= EXCERPT =
Description: Define the class of natural numbers, which are all ordinal numbers that are less than every limit ordinal, i.e., all finite ordinals. Our definition is a variant of the Definition of N of BellMachover p. 471. See dfom2 for an alternate definition. Later, when we assume the Axiom of Infinity, we show _om is a set in omex , and _om can then be defined per dfom3 (the smallest inductive set) and dfom4 .
Note: the natural numbers _om are a subset of the ordinal numbers df-on . Later, when we define complex numbers, we will be able to also define a subset of the complex numbers ( df-nn ) with analogous properties and operations, but they will be different sets. (Contributed by NM, 15-May-1994)
| Ref | Expression | ||
|---|---|---|---|
| Assertion | df-om | |- _om = { x e. On | A. y ( Lim y -> x e. y ) } |
| Step | Hyp | Ref | Expression |
|---|---|---|---|
| 0 | com | |- _om |
|
| 1 | vx | |- x |
|
| 2 | con0 | |- On |
|
| 3 | vy | |- y |
|
| 4 | 3 | cv | |- y |
| 5 | 4 | wlim | |- Lim y |
| 6 | 1 | cv | |- x |
| 7 | 6 4 | wcel | |- x e. y |
| 8 | 5 7 | wi | |- ( Lim y -> x e. y ) |
| 9 | 8 3 | wal | |- A. y ( Lim y -> x e. y ) |
| 10 | 9 1 2 | crab | |- { x e. On | A. y ( Lim y -> x e. y ) } |
| 11 | 0 10 | wceq | |- _om = { x e. On | A. y ( Lim y -> x e. y ) } |

= RECORDS SHOWN =
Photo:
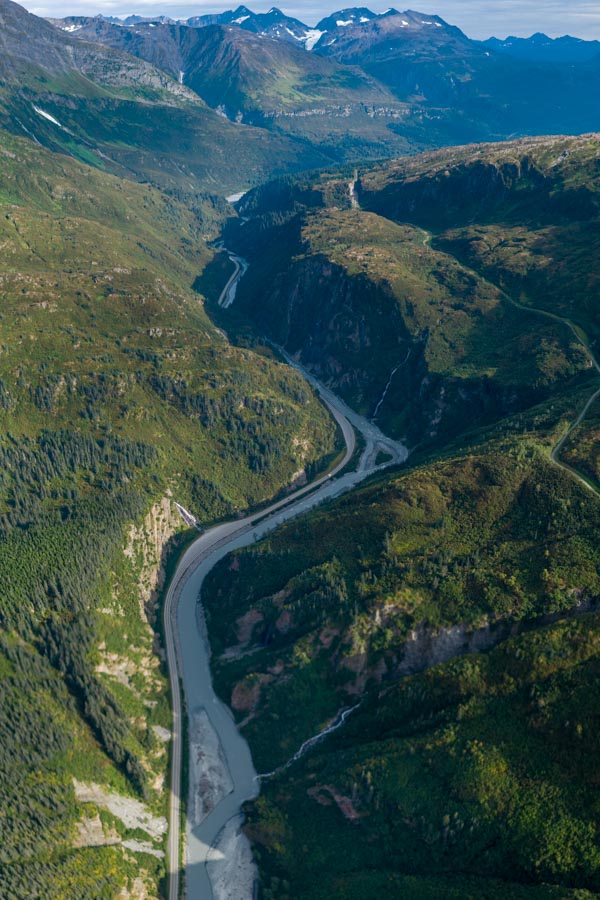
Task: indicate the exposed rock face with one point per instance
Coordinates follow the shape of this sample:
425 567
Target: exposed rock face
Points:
147 543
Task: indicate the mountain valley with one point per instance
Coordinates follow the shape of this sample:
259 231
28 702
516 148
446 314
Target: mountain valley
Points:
420 233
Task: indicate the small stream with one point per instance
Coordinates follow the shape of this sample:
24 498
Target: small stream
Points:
222 777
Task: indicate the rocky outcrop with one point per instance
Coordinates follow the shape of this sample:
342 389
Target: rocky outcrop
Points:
147 546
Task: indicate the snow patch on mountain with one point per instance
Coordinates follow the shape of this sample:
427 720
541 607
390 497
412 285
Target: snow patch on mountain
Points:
46 115
313 37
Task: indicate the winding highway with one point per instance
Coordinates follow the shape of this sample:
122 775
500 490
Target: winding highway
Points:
187 650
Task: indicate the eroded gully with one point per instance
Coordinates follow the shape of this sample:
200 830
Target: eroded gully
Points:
222 777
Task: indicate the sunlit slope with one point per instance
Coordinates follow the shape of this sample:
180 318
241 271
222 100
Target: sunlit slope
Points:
124 115
117 398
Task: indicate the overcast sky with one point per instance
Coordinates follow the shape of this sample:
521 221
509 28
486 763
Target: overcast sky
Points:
478 18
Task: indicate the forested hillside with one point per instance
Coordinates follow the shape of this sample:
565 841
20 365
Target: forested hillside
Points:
117 398
469 277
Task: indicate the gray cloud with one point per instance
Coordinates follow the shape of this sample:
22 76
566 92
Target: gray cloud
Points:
478 18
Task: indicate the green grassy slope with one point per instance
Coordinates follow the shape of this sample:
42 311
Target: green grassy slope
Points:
124 115
343 283
116 394
338 109
471 777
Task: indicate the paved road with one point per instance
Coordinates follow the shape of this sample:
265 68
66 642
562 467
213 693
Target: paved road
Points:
187 651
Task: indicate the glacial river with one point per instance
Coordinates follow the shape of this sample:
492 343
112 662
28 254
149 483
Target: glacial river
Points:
218 862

= EXERCISE REQUIREMENTS =
**a)** Please quote the part of the definition of natural numbers that opens with the words containing "Description: Define the" and closes with "by NM, 15-May-1994)".
**b)** In the definition of natural numbers, the natural numbers _om are stated to be a subset of which numbers?
The items come from a separate source.

= SOLVED TASKS =
**a)**
Description: Define the class of natural numbers, which are all ordinal numbers that are less than every limit ordinal, i.e., all finite ordinals. Our definition is a variant of the Definition of N of BellMachover p. 471. See dfom2 for an alternate definition. Later, when we assume the Axiom of Infinity, we show _om is a set in omex , and _om can then be defined per dfom3 (the smallest inductive set) and dfom4 .
Note: the natural numbers _om are a subset of the ordinal numbers df-on . Later, when we define complex numbers, we will be able to also define a subset of the complex numbers ( df-nn ) with analogous properties and operations, but they will be different sets. (Contributed by NM, 15-May-1994)

**b)** The ordinal numbers (df-on).